What you will do –
- 1) Answer these from the text on Tesla's falling shares:
(a) How many cars did Tesla recall, and for what fault?
(b) How much of their value have Tesla's shares lost, and over what span of time?
(c) What is the name of the Cowen analyst quoted?
- 2) Carry on the text about the slide in Tesla shares, picking up after its last sentence.

Text –
The rout in Tesla shares is accelerating as a recall and signs of China’s return to Covid Zero curbs adds to a litany of investor concerns, with Chief Executive Officer Elon Musk focused on turning around Twitter Inc.
The electric-vehicle maker’s stock dropped as much as 6.5% to $168.52 in New York on Monday, on pace to close at the lowest since November 2020. Trader anxiety was higher after a city near Beijing returned to lockdowns, putting both production and sales at risk. Tesla also initiated a recall of more than 300,000 cars due to faulty taillights.
Tesla’s shares have lost nearly half of their value in less than two months as supply-chain snarls mount, raw-material costs soar and potential buyers feel the squeeze of stubborn inflation and rising interest rates.
On top of that, Musk has been preoccupied by his newly acquired social-media platform, leaving some investors to worry that Tesla’s strategy may fall to the wayside.
“Weakening macro data in China is leading to concerns on Tesla, who has already lowered price once to stimulate demand and has a heavy export output in the first half of fourth quarter,” Cowen analyst Jeffrey Osborne wrote in a Friday note.

Data taken from a collection
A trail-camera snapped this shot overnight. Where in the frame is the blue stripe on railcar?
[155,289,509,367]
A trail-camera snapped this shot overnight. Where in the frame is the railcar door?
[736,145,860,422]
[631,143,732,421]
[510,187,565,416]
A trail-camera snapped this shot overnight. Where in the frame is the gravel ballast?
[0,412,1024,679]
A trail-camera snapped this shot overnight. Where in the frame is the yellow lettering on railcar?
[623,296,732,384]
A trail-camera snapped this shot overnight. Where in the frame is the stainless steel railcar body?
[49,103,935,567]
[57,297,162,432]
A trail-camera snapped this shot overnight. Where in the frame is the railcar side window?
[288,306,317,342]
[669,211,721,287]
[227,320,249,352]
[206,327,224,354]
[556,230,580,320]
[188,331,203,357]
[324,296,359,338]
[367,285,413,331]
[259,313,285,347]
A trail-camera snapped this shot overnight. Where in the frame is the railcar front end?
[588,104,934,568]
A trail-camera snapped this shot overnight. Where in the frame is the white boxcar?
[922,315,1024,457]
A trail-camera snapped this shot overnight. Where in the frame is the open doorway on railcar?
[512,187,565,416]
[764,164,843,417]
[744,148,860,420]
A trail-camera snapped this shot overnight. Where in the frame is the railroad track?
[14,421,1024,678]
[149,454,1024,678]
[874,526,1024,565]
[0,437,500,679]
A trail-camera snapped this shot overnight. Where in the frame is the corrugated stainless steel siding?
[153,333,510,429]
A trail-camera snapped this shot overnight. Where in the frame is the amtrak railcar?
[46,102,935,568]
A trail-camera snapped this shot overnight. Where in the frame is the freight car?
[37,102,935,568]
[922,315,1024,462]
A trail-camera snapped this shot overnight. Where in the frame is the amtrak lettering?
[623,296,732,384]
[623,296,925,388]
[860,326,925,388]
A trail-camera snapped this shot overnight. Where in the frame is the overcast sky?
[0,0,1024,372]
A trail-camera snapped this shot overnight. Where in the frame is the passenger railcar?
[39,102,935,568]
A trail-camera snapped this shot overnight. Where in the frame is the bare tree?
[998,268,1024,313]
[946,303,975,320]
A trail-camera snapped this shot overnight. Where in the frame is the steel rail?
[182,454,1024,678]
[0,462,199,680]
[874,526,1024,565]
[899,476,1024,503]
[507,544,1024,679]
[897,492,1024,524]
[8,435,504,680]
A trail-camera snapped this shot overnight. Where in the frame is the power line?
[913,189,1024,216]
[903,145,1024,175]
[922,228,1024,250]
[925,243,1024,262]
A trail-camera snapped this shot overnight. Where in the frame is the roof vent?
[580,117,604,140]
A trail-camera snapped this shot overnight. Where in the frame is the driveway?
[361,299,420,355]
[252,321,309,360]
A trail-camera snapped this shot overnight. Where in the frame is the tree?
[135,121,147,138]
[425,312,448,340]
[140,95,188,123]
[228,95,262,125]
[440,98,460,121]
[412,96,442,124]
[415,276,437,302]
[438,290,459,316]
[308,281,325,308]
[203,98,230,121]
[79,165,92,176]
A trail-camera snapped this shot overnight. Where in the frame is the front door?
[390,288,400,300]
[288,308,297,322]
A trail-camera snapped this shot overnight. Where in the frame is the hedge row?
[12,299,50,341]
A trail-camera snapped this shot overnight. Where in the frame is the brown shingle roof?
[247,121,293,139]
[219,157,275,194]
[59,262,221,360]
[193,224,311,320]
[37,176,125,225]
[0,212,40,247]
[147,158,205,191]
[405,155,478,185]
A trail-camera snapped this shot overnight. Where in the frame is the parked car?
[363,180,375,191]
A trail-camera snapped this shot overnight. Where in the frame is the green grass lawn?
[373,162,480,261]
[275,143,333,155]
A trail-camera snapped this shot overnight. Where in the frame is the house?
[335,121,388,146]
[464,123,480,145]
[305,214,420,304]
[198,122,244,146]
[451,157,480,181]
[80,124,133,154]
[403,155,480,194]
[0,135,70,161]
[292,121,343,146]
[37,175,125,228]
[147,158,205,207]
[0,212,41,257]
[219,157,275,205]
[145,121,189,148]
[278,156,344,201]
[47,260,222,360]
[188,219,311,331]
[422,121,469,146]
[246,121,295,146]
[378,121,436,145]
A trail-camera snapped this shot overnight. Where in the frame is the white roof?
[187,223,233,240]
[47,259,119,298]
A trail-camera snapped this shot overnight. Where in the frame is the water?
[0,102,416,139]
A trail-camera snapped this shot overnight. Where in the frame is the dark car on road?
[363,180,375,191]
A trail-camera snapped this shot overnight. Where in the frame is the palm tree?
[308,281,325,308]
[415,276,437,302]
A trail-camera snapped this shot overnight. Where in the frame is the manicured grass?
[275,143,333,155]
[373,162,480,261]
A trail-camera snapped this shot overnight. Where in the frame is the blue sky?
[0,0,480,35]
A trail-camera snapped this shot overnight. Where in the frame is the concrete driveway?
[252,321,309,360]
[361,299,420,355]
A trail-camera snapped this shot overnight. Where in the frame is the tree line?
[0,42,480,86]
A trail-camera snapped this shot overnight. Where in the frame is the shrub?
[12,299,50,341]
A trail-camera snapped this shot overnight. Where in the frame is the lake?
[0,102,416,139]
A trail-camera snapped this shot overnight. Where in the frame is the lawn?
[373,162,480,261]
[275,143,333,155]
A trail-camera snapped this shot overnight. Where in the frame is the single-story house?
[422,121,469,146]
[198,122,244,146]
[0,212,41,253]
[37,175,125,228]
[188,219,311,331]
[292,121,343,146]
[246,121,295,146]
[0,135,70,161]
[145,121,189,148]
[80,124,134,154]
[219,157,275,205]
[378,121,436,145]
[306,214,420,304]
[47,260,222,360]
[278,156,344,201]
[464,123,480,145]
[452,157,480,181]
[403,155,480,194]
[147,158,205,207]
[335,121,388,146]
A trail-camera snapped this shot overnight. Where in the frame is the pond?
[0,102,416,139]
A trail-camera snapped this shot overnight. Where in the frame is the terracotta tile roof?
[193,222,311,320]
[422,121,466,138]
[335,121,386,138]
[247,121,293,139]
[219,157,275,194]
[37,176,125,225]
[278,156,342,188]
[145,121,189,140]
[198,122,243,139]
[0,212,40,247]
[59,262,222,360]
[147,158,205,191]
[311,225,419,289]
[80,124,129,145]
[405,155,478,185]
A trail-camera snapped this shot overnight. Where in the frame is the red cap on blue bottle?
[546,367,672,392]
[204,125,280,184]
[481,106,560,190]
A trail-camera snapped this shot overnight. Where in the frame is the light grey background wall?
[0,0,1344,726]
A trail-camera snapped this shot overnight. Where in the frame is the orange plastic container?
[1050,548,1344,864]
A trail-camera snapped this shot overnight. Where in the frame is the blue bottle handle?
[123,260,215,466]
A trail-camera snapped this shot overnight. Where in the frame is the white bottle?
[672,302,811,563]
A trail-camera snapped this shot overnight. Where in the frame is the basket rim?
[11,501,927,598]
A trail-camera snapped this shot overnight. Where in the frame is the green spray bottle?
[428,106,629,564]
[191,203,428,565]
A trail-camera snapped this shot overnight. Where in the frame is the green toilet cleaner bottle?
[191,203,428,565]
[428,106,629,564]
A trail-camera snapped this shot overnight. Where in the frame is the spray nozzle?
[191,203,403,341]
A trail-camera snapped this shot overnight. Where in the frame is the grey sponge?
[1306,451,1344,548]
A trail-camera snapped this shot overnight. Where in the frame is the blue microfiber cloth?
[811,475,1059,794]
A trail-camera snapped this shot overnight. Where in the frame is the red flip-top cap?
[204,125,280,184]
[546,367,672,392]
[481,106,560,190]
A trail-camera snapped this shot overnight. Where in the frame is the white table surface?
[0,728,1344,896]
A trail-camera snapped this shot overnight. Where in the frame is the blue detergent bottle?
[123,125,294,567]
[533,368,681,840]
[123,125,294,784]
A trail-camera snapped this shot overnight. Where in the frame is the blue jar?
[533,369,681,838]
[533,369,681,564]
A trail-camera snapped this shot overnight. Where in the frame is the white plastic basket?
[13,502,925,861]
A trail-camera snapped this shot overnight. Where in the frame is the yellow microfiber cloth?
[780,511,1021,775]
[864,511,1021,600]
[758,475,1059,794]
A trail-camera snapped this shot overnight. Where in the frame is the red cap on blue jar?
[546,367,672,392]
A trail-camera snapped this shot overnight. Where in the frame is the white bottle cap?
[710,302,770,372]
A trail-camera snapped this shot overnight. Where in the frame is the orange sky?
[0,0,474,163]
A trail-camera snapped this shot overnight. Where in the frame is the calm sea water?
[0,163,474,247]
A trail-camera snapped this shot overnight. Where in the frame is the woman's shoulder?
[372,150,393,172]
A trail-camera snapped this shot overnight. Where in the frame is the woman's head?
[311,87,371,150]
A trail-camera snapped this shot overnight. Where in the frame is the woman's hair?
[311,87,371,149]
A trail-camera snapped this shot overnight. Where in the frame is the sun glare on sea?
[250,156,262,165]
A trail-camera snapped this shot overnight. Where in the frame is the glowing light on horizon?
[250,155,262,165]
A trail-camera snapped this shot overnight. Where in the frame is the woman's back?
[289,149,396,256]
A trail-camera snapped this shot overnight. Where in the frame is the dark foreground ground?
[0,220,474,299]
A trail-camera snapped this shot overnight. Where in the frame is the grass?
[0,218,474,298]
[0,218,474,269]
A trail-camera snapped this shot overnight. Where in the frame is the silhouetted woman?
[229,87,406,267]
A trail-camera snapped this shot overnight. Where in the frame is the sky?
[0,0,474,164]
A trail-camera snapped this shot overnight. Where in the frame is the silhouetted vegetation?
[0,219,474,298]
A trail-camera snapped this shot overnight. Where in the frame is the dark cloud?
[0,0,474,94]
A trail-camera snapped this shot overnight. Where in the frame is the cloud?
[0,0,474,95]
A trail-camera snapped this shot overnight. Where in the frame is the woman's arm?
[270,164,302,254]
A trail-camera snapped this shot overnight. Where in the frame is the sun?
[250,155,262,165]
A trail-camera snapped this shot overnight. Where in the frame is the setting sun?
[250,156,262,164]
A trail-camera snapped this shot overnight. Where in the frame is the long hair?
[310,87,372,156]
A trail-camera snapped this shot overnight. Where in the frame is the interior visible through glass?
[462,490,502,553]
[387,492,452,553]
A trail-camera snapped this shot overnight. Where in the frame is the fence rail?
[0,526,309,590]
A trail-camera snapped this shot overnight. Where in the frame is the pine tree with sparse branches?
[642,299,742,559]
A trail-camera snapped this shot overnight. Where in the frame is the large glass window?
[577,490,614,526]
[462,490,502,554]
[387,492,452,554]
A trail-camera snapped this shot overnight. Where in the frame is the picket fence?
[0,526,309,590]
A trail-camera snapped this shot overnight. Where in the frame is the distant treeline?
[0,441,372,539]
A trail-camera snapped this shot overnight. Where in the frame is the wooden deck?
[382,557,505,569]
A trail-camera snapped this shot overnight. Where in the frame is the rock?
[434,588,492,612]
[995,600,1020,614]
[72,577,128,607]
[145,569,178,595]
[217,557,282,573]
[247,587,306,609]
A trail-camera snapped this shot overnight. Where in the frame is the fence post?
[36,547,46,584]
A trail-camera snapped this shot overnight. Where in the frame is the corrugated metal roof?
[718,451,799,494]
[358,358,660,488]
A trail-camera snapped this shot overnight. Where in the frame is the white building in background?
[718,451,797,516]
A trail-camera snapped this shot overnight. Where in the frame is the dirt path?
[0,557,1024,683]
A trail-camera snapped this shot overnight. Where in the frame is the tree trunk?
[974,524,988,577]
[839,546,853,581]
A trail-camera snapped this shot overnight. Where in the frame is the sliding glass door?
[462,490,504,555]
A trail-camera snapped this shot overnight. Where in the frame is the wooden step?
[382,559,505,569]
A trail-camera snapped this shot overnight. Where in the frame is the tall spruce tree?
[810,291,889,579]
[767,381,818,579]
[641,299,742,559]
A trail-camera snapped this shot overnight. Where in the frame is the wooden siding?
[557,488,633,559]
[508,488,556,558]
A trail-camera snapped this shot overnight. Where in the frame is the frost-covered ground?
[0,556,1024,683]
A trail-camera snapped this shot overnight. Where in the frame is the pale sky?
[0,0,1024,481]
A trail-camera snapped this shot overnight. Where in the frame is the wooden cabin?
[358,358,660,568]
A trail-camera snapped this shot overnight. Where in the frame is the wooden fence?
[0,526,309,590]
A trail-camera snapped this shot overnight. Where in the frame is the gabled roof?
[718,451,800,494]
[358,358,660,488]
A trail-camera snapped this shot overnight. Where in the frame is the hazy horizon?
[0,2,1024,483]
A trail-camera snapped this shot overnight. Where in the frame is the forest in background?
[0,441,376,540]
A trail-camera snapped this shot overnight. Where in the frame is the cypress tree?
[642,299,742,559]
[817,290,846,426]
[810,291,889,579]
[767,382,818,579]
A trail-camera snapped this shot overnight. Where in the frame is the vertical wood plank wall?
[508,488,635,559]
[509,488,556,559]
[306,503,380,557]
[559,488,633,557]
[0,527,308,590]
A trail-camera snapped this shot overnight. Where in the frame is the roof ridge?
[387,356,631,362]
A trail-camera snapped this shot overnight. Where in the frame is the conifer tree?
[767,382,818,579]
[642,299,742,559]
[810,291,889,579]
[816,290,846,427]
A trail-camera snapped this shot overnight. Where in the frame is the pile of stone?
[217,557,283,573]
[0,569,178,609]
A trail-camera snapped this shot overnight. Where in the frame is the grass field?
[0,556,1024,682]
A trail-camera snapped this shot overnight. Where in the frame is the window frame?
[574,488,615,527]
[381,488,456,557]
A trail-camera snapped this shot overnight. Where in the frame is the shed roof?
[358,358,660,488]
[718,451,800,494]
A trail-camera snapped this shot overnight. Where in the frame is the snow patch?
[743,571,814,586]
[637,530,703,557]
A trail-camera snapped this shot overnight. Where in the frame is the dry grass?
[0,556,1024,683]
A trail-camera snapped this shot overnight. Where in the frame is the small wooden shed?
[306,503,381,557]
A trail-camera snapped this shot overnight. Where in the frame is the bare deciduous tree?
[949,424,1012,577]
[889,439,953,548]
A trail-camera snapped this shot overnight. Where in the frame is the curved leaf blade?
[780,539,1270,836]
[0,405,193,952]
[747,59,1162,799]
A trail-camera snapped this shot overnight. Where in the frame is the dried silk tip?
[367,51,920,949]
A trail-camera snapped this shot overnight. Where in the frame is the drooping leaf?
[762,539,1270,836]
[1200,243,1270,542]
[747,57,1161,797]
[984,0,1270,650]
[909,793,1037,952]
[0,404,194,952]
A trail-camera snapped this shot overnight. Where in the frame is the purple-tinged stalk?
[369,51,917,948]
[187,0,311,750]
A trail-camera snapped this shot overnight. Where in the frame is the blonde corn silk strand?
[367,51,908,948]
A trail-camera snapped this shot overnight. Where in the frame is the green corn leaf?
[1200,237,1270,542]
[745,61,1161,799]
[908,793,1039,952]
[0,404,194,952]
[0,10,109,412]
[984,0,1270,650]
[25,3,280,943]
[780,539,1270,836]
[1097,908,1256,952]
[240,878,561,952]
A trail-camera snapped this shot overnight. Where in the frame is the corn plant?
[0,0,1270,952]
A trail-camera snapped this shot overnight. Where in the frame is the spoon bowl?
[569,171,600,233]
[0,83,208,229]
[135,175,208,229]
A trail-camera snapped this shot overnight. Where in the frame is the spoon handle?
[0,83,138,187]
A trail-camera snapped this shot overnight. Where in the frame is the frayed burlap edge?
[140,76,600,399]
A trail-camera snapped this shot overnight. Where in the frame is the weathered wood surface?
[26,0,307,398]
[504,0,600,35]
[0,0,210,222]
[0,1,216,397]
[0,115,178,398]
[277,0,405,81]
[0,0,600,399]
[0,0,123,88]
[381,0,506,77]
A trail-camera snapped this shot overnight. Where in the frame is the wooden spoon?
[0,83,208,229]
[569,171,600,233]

Per-task answers –
- 1)
(a) More than 300,000 cars, due to faulty taillights.
(b) Nearly half of their value, in less than two months.
(c) Jeffrey Osborne.

- 2)
The analyst added that hedge funds seem to be shifting to a negative bias on the stock due to risk there’s been “a loss of focus” on Tesla since Musk acquired Twitter.
The company’s recent stock decline marks a major retracement of several milestones reached during its meteoric rise in 2020 and 2021.
Tesla was supplanted as the fifth-most valuable company on the S&P 500 Index by old-economy stalwart Berkshire Hathaway Inc. earlier this month.
The car company, which lost its trillion-dollar-valuation status in late April, only needs its shares to tumble another 6.5% from current levels for the valuation to drop below $500 billion.